───── Study text ─────
Endocrine System > Hypothalamus and Pituitary

Antidiuretic Hormone

Roughly 60% of the mass of the body is water, and despite wide variation in the amount of water taken in each day, body water content remains incredibly stable. Such precise control of body water and solute concentrations is a function of several hormones acting on both the kidneys and vascular system, but there is no doubt that antidiuretic hormone is a key player in this process.

Antidiuretic hormone, also known commonly as arginine vasopressin, is a nine amino acid peptide secreted from the posterior pituitary. Within hypothalamic neurons, the hormone is packaged in secretory vesicles with a carrier protein called neurophysin, and both are released upon hormone secretion.

Physiologic Effects of Antidiuretic Hormone

Effects on the Kidney

The single most important effect of antidiuretic hormone is to conserve body water by reducing the loss of water in urine. A diuretic is an agent that increases the rate of urine formation. Injection of small amounts of antidiuretic hormone into a person or animal results in antidiuresis or decreased formation of urine, and the hormone was named for this effect.

Antidiuretic hormone binds to receptors on cells in the collecting ducts of the kidney and promotes reabsorption of water back into the circulation. In the absense of antidiuretic hormone, the collecting ducts are virtually impermiable to water, and it flows out as urine.

Antidiuretic hormone stimulates water reabsorbtion by stimulating insertion of "water channels" or aquaporins into the membranes of kidney tubules. These channels transport solute-free water through tubular cells and back into blood, leading to a decrease in plasma osmolarity and an increase osmolarity of urine.

Effects on the Vascular System

In many species, high concentrations of antidiuretic hormone cause widespread constriction of arterioles, which leads to increased arterial pressure. It was for this effect that the name vasopressin was coined. In healthy humans, antidiuretic hormone has minimal pressor effects.

Control of Antidiuretic Hormone Secretion

The most important variable regulating antidiuretic hormone secretion is plasma osmolarity, or the concentration of solutes in blood. Osmolarity is sensed in the hypothalamus by neurons known as an osmoreceptors, and those neurons, in turn, stimulate secretion from the neurons that produce antidiuretic hormone.

When plasma osmolarity is below a certain threshold, the osmoreceptors are not activated and secretio of antidiuretic hormone is suppressed. When osmolarity increases above the threshold, the ever-alert osmoreceptors recognize this as their cue to stimulate the neurons that secrete antidiuretic hormone. As seen the the figure below, antidiuretic hormone concentrations rise steeply and linearly with increasing plasma osmolarity.
─────
Tasks to carry out:
(1) Sum up the text on antidiuretic hormone in two sentences.
(2) Echo the antidiuretic hormone text word for word, from "Roughly 60% of" up to and including "upon hormone secretion.".
(3) Proceed with the text on antidiuretic hormone from the point where it stops.
───── Data provided ─────
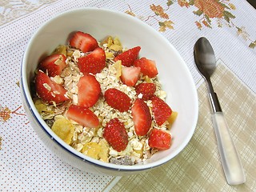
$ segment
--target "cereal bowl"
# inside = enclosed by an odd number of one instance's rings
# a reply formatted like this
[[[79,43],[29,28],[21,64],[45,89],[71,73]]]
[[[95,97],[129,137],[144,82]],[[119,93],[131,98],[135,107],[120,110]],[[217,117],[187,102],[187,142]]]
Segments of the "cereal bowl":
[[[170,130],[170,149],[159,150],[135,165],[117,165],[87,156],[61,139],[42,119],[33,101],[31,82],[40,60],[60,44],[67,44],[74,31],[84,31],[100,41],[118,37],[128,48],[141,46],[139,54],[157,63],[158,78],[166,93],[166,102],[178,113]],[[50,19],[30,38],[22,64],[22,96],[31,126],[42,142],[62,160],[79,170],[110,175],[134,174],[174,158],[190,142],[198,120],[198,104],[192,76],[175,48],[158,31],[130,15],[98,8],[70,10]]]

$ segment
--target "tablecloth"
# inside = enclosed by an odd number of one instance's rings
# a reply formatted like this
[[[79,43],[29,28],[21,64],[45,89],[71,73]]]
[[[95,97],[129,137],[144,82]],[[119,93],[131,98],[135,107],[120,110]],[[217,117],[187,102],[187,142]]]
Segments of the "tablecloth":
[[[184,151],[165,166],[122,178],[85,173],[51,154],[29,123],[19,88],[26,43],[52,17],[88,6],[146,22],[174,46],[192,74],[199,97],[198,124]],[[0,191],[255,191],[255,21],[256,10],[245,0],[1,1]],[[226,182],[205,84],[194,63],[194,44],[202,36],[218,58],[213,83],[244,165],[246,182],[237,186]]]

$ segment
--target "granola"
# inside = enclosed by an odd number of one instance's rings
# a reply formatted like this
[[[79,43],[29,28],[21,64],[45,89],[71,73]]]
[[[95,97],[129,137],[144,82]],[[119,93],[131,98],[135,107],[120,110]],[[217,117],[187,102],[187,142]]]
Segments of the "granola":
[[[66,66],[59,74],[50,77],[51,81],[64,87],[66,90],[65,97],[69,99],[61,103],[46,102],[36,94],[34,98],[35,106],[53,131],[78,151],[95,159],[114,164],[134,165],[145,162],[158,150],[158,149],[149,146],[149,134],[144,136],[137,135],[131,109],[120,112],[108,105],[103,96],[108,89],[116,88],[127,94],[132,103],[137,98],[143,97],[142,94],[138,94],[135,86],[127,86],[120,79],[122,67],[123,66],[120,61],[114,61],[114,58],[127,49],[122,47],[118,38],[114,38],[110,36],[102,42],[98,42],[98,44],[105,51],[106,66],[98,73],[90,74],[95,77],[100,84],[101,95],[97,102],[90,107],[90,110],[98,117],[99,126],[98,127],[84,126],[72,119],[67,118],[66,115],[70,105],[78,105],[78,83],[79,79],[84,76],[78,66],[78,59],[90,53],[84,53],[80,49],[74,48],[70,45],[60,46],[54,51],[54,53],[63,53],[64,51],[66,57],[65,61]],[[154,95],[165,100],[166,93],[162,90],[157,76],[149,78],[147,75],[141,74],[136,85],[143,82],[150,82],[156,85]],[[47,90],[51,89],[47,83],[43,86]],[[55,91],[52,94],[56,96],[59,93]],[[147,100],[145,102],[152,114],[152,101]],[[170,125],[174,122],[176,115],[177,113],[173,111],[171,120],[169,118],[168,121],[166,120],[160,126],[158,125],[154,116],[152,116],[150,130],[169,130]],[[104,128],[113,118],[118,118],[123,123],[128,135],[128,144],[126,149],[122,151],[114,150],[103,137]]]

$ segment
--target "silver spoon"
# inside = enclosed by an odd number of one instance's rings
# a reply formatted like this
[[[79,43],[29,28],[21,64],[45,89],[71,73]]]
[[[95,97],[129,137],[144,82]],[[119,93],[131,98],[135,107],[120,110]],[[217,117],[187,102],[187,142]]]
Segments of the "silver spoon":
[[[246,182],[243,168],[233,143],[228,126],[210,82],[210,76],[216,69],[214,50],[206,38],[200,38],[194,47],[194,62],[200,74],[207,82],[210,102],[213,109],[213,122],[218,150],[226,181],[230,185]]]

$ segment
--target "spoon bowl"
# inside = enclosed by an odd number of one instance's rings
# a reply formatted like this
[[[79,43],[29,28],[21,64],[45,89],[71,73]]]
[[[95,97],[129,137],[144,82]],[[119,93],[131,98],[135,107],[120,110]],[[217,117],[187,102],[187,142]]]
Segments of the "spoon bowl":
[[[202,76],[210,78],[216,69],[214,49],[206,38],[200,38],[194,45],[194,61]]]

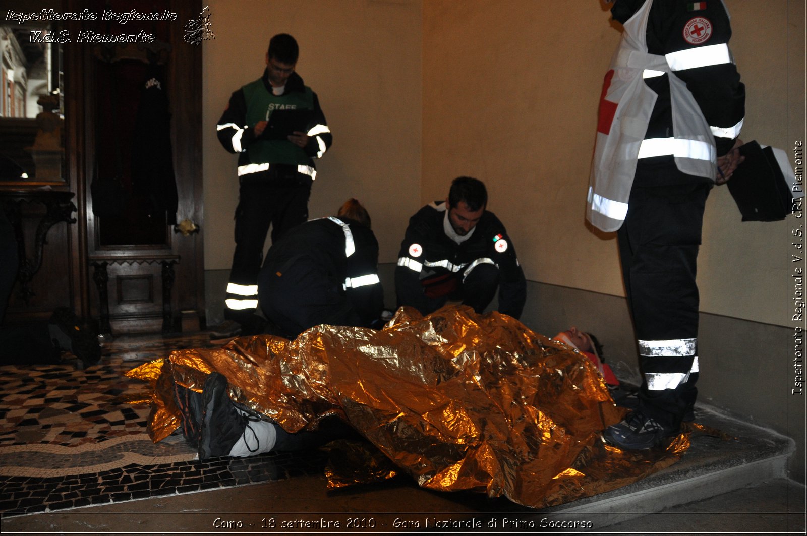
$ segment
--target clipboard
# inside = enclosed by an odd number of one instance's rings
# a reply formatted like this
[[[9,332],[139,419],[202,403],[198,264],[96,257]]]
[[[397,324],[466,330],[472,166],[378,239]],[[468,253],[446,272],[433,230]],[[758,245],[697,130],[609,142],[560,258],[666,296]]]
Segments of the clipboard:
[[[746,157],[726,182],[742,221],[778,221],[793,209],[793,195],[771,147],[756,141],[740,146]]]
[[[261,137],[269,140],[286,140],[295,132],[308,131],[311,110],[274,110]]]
─────
───── Data provided ─────
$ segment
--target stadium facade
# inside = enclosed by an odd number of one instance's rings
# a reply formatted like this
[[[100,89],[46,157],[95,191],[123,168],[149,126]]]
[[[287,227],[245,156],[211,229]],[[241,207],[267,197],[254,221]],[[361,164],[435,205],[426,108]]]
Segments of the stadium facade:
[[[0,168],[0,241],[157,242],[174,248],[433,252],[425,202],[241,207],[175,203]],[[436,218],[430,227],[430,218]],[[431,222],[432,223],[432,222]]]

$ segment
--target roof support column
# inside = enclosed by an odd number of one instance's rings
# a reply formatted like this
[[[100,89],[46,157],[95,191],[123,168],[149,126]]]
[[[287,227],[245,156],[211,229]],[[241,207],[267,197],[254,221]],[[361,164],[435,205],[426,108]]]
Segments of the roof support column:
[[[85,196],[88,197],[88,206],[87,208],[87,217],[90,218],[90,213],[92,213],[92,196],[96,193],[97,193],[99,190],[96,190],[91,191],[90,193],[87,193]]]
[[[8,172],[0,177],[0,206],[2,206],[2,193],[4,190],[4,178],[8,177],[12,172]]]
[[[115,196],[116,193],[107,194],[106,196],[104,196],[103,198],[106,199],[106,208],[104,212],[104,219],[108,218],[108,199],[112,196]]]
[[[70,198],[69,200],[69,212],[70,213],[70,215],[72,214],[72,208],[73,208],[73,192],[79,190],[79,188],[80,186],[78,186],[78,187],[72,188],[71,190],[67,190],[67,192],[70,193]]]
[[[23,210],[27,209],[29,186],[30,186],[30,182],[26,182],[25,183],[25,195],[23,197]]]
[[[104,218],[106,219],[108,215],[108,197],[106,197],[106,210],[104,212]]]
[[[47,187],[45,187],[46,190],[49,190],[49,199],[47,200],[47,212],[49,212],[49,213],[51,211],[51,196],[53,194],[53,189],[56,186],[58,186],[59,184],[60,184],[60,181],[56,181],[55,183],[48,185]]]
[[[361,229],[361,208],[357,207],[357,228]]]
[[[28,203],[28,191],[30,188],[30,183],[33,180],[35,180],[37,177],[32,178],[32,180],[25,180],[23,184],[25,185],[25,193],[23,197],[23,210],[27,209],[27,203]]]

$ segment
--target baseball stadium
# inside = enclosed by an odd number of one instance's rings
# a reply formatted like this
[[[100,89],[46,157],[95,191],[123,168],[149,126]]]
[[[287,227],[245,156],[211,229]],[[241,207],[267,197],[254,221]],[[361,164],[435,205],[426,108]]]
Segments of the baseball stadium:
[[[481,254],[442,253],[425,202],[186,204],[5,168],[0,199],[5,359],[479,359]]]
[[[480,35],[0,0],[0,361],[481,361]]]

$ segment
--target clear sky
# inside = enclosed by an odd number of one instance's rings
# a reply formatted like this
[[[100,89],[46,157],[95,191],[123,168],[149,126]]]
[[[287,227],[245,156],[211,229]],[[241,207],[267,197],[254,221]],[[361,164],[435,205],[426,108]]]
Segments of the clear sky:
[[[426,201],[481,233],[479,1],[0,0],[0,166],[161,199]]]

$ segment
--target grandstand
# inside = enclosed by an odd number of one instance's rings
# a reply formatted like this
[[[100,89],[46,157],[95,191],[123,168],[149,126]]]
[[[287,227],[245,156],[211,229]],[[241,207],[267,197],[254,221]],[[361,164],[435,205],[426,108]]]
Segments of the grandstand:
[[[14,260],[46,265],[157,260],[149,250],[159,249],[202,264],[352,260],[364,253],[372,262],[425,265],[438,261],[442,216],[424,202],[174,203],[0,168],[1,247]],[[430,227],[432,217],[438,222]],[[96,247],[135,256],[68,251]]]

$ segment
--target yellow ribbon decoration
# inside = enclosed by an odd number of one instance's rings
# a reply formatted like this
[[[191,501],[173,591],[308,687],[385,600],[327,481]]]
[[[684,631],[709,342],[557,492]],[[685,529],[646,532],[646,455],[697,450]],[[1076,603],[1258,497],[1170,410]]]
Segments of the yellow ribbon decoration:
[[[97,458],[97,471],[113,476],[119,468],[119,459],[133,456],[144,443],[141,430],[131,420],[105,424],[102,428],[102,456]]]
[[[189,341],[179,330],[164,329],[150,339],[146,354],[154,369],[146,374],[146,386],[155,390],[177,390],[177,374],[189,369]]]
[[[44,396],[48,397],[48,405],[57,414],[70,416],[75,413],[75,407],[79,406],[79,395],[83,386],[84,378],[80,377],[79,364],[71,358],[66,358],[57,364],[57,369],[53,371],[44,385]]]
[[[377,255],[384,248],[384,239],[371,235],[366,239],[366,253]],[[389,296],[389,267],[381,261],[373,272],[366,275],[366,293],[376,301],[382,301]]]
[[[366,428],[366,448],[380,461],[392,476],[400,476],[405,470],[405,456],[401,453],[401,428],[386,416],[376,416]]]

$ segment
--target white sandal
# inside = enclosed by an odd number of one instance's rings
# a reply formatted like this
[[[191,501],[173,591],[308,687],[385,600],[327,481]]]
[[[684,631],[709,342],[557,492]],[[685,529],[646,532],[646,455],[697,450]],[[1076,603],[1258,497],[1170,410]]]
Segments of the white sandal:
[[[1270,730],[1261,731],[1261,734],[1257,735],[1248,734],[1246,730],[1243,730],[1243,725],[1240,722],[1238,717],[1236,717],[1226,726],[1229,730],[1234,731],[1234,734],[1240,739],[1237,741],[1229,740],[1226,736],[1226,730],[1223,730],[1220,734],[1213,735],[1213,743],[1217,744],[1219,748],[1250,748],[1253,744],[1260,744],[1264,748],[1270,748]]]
─────
Task answers:
(1) Antidiuretic hormone, also called arginine vasopressin, is a nine amino acid peptide secreted from the posterior pituitary, and its most important effect is to conserve body water by promoting water reabsorption in the collecting ducts of the kidney. Its secretion is regulated mainly by plasma osmolarity, which hypothalamic neurons called osmoreceptors sense before stimulating the neurons that secrete the hormone.

(2)
Roughly 60% of the mass of the body is water, and despite wide variation in the amount of water taken in each day, body water content remains incredibly stable. Such precise control of body water and solute concentrations is a function of several hormones acting on both the kidneys and vascular system, but there is no doubt that antidiuretic hormone is a key player in this process.

Antidiuretic hormone, also known commonly as arginine vasopressin, is a nine amino acid peptide secreted from the posterior pituitary. Within hypothalamic neurons, the hormone is packaged in secretory vesicles with a carrier protein called neurophysin, and both are released upon hormone secretion.

(3)
Osmotic control of antidiuretic hormone secretion makes perfect sense. Imagine walking across a desert: the sun is beating down and you begin to lose a considerable amount of body water through sweating. Loss of water results in concentration of blood solutes - plasma osmolarity increases. Should you increase urine production in such a situation? Clearly not. Rather, antidiuretic hormone is secreted, allowing almost all the water that would be lost in urine to be reabsorbed and conserved.

There is an interesting parallel between antidiuretic hormone secretion and thirst. Both phenomena appear to be stimulated by hypothalamic osmoreceptors, although probably not the same ones. The osmotic threshold for antidiuretic hormone secretion is considerably lower than for thirst, as if the hypothalamus is saying "Let's not bother him by invoking thirst unless the situation is bad enough that antidiuretic hormone cannot handle it alone."

Secretion of antidiuretic hormone is also stimulated by decreases in blood pressure and volume, conditions sensed by stretch receptors in the heart and large arteries. Changes in blood pressure and volume are not nearly as sensitive a stimulator as increased osmolarity, but are nonetheless potent in severe conditions. For example, Loss of 15 or 20% of blood volume by hemorrhage results in massive secretion of antidiuretic hormone.

Another potent stimulus of antidiuretic hormone is nausea and vomiting, both of which are controlled by regions in the brain with links to the hypothalamus.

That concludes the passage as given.